PASSAGE:
=====

Please enjoy the story behind the Get Stuffed exhibition as told by its curator, William T. O’Neill. Thank you to William for working with the museum on this really fascinating and unique collection!
In July 2020 I started working with the People’s Museum of Limerick to try and bring a taxidermy exhibition to a prominent public space in Limerick. This is a strange subject to frame an exhibition around, but I hope that the following few paragraphs will bring new context to the exhibition. These taxidermy exhibitions have occurred before, and some of them are truly strange. However, this one, “Get Stuffed” has a local Limerick story, and is designed to be educational while also leaning into the macabre element that could be perceived by visitors.
When I started working with Brian Hodkinson of the Limerick Museum many moons ago, I stumbled upon a few pieces of taxidermy in the collection online (http://museum.limerick.ie). I was intrigued to see that there were dozens of species of animals in the collection. I asked Brian, the curator at the time, to explain what the story was behind the collection stuffed animals. He said that they belonged to a man from Limerick city called Paul O’Connor. Mr. O’Connor had made these pieces from the 1970s onwards, before donating them to Limerick Museum.
Unfortunately, Mr. O’Connor’s story takes a tragic turn. He donated these to the museum one random Wednesday, and asked that the museum look after them.
The following weekend, Mr. O’Connor passed away from cancer.
After Mr. O’Connor’s death, Brian Hodkinson and his predecessor Larry Walsh had displayed some of the objects in the Limerick Museum, but most of these pieces never got to see the light of day. Unfortunately due to space constraints, the museum could not have the whole collection on display at once.
This summer, I asked the current curator of Limerick Museum, Matthew Potter, if it would be possible to use the O’Connor collection for a natural history exhibition. I spoke to Rose Anne White, the curator of the People’s Museum, to see if they could accommodate the collection, and she was enthusiastic about the project. The People’s Museum was the ideal space for it, and both Matthew and Rose Anne were happy to have this exhibition on display.
If you visit the People’s Museum of Limerick to look at the collection, you will see the passion that Mr. O’Connor had for his work. While many people will look at these pieces of taxidermy and be a little bit freaked out (don’t worry, that is normal!) there’s actually a real art to these pieces.
All of these animals were killed by accident, either killed on the road or by flying into buildings or electric cables, and Mr. O’Connor shaped these animals to look like they are in their natural habitat. The backdrops, the poses, the sense that they are living creatures.
It is clear that these were to be used in an educational way, so while we called this exhibition “Get Stuffed”, and it leans into the Natural History Museum’s “dead zoo” idea, there is a lot more going on in this exhibition than the name implies.
These animals are staged so that people can see how they lived, whether it’s a hen harrier clutching its prey in its talons, puffins huddling together on a cliff-side, or two otters fighting over their dinner at their couch! These animals were positioned so that it could recreate what these animals’ lives were like. It was, first and foremost, an educational exhibition, to show what these creatures do on a daily basis, whether it is hunting, sleeping, or eating. This is how the exhibits were shaped and designed, and I hope that is what people take away from this collection.
I hope it honours Mr. O’Connor’s memory, and his wishes
I want people to enjoy the exhibition, and I wish to thank everyone who helped bring this exhibition to life, including the People’s Museum of Limerick, Limerick Museum, with special thanks to Rose Anne White for being a great person to work with over the past month.

=====

WORK INSTRUCTIONS: Please answer from the passage above: how did the animals in the collection die?

Photo-based referring expression data:

=====

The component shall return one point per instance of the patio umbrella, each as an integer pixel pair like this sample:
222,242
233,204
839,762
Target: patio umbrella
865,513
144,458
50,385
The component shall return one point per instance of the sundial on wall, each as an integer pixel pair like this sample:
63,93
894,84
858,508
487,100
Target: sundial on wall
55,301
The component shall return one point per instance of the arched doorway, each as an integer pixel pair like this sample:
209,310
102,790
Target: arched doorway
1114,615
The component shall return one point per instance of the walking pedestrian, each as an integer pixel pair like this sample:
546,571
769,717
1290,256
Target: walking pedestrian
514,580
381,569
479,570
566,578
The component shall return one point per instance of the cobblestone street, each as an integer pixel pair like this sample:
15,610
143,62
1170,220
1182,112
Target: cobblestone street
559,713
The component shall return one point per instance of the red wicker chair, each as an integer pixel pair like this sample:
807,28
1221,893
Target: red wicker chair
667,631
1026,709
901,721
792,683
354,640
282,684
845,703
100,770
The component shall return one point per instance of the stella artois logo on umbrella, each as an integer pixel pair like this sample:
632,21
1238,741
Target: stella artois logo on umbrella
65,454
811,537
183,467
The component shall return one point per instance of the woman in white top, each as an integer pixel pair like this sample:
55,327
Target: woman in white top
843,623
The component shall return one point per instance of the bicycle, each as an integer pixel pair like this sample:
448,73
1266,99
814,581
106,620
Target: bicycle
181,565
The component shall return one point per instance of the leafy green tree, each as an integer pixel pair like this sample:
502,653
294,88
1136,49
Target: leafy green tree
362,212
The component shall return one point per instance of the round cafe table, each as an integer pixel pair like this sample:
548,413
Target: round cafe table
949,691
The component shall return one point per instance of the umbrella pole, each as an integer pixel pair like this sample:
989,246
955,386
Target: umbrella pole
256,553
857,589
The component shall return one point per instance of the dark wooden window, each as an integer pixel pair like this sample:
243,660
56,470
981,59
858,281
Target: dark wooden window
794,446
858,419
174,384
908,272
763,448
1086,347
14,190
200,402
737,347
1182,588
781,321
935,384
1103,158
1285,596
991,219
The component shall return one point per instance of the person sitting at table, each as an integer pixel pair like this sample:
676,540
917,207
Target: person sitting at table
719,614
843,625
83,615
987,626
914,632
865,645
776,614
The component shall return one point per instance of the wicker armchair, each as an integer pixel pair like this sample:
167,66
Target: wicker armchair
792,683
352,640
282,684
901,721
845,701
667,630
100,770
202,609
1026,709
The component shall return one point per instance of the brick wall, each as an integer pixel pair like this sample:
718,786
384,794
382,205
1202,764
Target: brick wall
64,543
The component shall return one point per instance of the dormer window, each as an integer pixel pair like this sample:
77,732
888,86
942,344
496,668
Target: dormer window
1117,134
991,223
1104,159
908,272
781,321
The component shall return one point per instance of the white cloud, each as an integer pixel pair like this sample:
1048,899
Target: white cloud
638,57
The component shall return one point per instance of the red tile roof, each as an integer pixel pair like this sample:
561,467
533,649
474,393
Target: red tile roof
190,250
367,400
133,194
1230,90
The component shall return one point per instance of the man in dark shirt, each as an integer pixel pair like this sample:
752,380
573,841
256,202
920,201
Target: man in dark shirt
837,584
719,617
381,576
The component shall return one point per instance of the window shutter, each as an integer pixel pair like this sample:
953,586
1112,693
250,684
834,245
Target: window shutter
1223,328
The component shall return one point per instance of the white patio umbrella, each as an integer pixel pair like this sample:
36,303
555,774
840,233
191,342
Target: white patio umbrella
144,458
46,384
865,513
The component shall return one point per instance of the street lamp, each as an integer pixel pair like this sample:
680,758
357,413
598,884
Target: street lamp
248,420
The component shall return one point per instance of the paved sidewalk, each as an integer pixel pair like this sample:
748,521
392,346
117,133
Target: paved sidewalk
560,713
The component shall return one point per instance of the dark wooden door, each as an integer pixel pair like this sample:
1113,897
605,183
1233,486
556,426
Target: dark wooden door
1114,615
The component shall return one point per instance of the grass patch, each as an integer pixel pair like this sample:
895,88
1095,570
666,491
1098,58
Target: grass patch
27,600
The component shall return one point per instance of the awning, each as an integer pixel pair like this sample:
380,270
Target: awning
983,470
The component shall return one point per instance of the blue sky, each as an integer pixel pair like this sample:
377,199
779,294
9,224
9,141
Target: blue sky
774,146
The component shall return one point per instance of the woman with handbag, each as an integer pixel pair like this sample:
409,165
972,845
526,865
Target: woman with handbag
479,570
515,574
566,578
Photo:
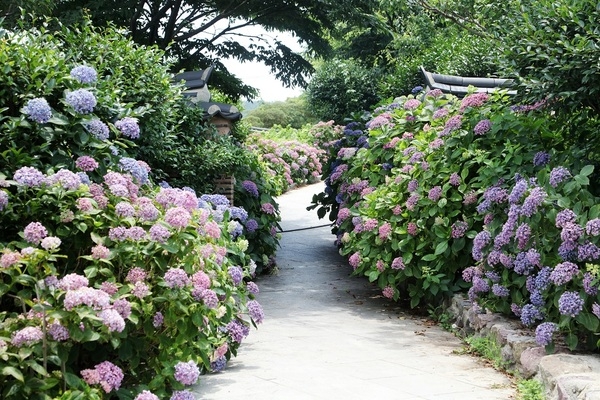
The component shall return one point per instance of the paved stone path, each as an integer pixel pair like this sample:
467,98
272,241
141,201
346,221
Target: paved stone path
327,335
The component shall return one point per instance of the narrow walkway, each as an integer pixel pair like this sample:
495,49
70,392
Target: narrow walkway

=====

ANSWER BOX: They were killed by accident, either on the road or by flying into buildings or electric cables.